• **PROVIDED PASSAGE**

--------------------------------

But as we know, the Christian life in which we are engaged is not simply about the elimination of sin, though that is its foundation and keeps us busy enough. Sanctifying grace restores us to God’s friendship, but it does not eliminate our imperfections; indeed, “it leaves us with all the natural and acquired imperfections we had at the moment of our justification.”[2] The Holy Spirit presides over this process, too: our gradual growth in perfection. Flecte quod est rigidum. Under the influence of his grace—by prayer and the practice of the virtues—he works out the kinks and inflexibilities of our nature, and makes us docile before the will of God; in a word, he makes us humble. Fove quod est frigidum. Remember, it was in tongues of flame that he descended upon Mary and the Apostles. If our own temperament or experience of life has made us cold, he bestows the warmth of supernatural charity and mildness in the face of our suffering and the suffering of others. Rege quod est devium. Wisdom. The Spirit produces his effects on our inmost being. He turns us away from sin to keep our conversion lasting; he realigns our priorities, teaches us prudence, and keeps our lives directed toward the most important end: the glorification of God in all things.
 
Sometimes radically, but more often than not silently, seamlessly these are his effects when we are faithful to grace. Here, we have spoken generally; however, part of the glory and consolation of the Holy Spirit’s action is that it is so personal. When we beg him, for instance, to bend what is rigid, he knows more completely than we ever could what exactly are those unyielding parts of us, and he will unbend us in exactly the way most suited to our person.

--------------------------------

• **DATA EXTRACT**

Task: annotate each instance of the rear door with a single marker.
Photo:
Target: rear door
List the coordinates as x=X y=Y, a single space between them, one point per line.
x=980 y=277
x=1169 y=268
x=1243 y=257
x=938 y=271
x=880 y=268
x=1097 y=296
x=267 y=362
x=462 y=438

--------------------------------

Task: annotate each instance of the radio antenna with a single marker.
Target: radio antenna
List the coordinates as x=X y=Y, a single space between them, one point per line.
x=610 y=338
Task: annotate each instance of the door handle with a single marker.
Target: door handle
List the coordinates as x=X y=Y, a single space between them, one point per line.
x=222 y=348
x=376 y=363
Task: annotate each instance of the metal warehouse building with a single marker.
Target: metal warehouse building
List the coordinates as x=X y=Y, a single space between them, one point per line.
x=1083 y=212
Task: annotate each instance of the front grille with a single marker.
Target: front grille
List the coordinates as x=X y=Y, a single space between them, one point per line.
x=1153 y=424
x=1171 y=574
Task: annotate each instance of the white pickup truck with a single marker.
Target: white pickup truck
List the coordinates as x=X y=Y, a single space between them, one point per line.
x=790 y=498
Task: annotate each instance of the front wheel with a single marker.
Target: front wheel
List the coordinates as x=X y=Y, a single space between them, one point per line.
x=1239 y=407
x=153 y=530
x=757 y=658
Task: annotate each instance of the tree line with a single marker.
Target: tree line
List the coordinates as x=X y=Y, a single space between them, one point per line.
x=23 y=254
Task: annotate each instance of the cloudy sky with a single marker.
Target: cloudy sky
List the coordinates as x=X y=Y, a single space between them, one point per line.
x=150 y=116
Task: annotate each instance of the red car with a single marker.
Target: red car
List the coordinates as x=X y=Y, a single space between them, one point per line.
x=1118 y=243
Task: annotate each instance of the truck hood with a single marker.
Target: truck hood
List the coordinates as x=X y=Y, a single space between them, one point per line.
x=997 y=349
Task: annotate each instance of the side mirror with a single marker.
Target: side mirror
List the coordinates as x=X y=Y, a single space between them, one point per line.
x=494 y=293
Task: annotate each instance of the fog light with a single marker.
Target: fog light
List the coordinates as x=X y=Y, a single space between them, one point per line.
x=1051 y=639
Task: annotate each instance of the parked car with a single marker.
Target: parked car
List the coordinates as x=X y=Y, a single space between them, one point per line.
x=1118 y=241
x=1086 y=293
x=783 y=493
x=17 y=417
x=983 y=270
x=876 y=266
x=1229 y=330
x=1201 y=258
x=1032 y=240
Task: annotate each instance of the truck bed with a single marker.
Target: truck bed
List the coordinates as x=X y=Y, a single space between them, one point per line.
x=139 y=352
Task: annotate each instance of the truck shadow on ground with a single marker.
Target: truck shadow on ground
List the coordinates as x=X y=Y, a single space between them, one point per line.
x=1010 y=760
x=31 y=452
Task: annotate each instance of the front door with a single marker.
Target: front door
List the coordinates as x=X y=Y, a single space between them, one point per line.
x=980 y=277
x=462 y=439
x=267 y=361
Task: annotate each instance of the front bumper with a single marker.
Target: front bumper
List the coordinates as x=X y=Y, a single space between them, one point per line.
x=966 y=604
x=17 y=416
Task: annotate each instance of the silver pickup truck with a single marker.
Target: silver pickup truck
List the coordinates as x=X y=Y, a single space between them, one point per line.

--------------------------------

• **OBJECTIVE A**
In the passage on the Holy Spirit, in what form did he descend upon Mary and the Apostles?
• **OBJECTIVE B**
List every Latin phrase that appears in the passage on the Holy Spirit.
• **OBJECTIVE C**
Reproduce the part of the passage on the Holy Spirit that starts at "Sometimes radically, but" and ends at "to our person.".

• **EXPECTED ANSWER A**
He descended in tongues of flame.

• **EXPECTED ANSWER B**
Flecte quod est rigidum
Fove quod est frigidum
Rege quod est devium

• **EXPECTED ANSWER C**
Sometimes radically, but more often than not silently, seamlessly these are his effects when we are faithful to grace. Here, we have spoken generally; however, part of the glory and consolation of the Holy Spirit’s action is that it is so personal. When we beg him, for instance, to bend what is rigid, he knows more completely than we ever could what exactly are those unyielding parts of us, and he will unbend us in exactly the way most suited to our person.